Palabras clave: Distorsión armónica, análisis en el dominio de la frecuencia, modelado de cargas no lineales.

Received: September 8th 2015 Accepted: October 8th 2015

Introduction

The use of power electronic-based loads such as laptops, TVs, compact fluorescent lamps (CFL's) or electrical vehicle chargers increases continuously in residential networks. These electronic loads are nonlinear and can inject harmonics into the network. The impact of individual loads to the total distortion is usually neglectible, but the aggregated impact of hundreds of loads could considerably affect the harmonic voltages in the network.

The impact of nonlinear household loads on current harmonic distortion has been studied for a long time. Generally, harmonic studies can be based on component based or on measurement-based models. Component-based models require the representation of individual devices either in time-domain or frequency-domain. Time domain models can have a high accuracy level; however, the development of these models requires knowledge of internal elements (filters, resistors, capacitors, etc.) and the circuit diagram (Collin et al., 2010; Medina et al., 2013). Time domain models quickly become difficult and time-consuming in case of more complex devices (i.e. with active power factor correction). Additionally, knowledge about the implemented control algorithms is also necessary sometimes.

The development of frequency domain models of electronic devices does not usually require knowledge about internal elements, but needs very detailed measurements of the relation between current harmonic distortion and voltage harmonic distortion. As long as nonlinearities are not too significant, frequency-domain models are simpler and easier to obtain (Salles et al., 2012).

Frequency models with different level of detail have been developed in the last years. Constant current source models have limitations, because the current distortion generated by an electronic load usually depends on the supply voltage distortion. E.g. in (Blanco et al., 2015) the impact of supply voltage distortion on the harmonic emission of electronic household equipment is analyzed. In (Yanchenko et al., 2015) the impact of time-domain parameters of voltage waveform on both individual devices and aggregated household loads is assessed, in order to compare their harmonic current emission for distorted and sinusoidal supply voltages.

In order to overcome the limitations of constant current source models, (Mau et al., 2007) proposed a current injection model characterized by means and variances associated with harmonic spectra produced by aggregated loads. In (Ghorbani et al., 2011) classic Norton model parameters were calculated based on measurement of voltage and current spectra for two different operating conditions of the supply system. The validity and accuracy of those models was performed in terms of load rms current and its THD. In (Fõlting et al., 2014) a practical implementation of coupled Norton models was performed. The nonlinearity of current distortions in time domain was modeled by a linear set of equations in frequency domain. The model parameters were evaluated and validated for different groups of nonlinear devices.

WORK TO COMPLETE.
1. Answer these questions from the excerpt on harmonic modeling:
(a) Which devices are named as examples of power electronic-based loads?
(b) What knowledge does the development of time domain models require?
(c) From what were the classic Norton model parameters calculated in (Ghorbani et al., 2011)?
2. According to the excerpt on harmonic modeling, why do constant current source models have limitations? Answer in one to three sentences.
3. Rewrite the paragraph of the excerpt on harmonic modeling that begins "The development of frequency domain models" as a list, keeping its main facts.
The listing after this point plays no part in the work.

ITEMS.
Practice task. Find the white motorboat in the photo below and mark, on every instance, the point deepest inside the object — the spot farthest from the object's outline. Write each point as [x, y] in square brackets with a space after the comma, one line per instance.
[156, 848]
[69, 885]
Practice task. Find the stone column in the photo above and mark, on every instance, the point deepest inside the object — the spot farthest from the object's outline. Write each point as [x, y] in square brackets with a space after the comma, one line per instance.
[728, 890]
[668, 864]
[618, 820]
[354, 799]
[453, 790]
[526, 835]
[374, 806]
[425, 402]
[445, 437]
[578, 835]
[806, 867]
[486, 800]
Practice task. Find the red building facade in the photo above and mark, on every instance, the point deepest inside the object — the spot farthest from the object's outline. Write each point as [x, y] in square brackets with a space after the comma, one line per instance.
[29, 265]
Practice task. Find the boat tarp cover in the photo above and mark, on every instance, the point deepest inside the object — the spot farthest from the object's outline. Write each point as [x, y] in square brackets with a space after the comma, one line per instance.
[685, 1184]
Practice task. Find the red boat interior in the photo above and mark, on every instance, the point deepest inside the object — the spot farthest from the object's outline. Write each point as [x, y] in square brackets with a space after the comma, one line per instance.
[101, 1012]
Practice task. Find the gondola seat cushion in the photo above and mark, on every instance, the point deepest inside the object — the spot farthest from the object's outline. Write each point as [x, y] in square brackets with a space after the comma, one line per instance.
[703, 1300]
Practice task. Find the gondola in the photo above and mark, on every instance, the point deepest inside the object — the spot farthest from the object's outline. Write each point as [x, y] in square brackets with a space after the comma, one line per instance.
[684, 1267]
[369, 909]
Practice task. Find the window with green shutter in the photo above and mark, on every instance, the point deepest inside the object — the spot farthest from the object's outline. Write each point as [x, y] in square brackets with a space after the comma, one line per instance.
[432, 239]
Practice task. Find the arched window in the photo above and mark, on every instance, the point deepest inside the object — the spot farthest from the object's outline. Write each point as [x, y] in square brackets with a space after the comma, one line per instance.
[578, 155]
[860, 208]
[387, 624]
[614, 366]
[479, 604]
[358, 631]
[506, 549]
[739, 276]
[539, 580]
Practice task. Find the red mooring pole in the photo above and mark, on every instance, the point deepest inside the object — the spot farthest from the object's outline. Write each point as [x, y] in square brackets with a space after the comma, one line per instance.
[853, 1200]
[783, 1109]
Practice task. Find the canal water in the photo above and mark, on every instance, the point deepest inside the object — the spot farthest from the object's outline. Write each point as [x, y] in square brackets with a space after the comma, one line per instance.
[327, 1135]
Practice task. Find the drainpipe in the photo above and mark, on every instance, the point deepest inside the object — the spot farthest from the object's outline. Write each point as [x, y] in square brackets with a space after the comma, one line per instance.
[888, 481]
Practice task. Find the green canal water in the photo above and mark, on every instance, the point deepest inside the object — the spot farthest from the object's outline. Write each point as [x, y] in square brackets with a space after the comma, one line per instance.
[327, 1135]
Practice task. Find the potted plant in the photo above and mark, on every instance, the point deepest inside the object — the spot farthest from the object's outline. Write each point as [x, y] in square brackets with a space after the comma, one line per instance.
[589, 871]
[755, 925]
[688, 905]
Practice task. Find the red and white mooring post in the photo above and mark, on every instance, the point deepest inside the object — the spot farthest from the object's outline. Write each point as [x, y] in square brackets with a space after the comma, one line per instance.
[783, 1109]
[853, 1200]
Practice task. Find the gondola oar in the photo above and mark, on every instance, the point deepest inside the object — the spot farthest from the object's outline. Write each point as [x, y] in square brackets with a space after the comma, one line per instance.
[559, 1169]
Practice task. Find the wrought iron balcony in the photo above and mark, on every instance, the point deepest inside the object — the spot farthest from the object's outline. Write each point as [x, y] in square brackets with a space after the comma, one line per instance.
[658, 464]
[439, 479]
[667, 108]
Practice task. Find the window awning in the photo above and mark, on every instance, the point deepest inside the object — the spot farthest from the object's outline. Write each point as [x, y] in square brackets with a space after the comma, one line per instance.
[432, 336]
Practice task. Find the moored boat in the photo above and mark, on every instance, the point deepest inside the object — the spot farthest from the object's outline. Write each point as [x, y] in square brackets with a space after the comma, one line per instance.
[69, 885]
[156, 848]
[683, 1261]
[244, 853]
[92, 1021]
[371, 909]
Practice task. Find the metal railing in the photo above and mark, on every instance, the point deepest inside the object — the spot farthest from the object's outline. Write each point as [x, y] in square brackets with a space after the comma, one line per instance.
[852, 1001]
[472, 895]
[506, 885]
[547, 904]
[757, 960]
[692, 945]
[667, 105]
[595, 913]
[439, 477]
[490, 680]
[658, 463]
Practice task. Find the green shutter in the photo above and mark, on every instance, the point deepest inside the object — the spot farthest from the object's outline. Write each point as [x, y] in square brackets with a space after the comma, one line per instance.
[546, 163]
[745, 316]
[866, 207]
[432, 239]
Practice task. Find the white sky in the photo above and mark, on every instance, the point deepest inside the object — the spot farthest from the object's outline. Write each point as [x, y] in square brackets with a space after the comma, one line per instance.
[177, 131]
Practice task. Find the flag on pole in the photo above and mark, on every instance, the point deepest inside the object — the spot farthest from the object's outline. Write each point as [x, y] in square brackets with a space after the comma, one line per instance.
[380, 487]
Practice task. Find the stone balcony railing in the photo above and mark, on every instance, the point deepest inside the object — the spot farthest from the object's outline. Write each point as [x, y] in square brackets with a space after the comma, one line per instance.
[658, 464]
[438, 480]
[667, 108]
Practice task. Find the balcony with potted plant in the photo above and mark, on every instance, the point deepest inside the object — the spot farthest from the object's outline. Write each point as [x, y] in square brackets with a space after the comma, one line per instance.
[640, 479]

RESULTS FOR EACH TASK.
1.
(a) Laptops, TVs, compact fluorescent lamps (CFL's) and electrical vehicle chargers.
(b) Knowledge of internal elements (filters, resistors, capacitors, etc.) and the circuit diagram.
(c) From measurement of voltage and current spectra for two different operating conditions of the supply system.

2. Constant current source models have limitations because the current distortion generated by an electronic load usually depends on the supply voltage distortion.

3.
- Developing frequency domain models of electronic devices does not usually require knowledge about internal elements.
- It does require very detailed measurements of the relation between current harmonic distortion and voltage harmonic distortion.
- As long as nonlinearities are not too significant, these models are simpler and easier to obtain (Salles et al., 2012).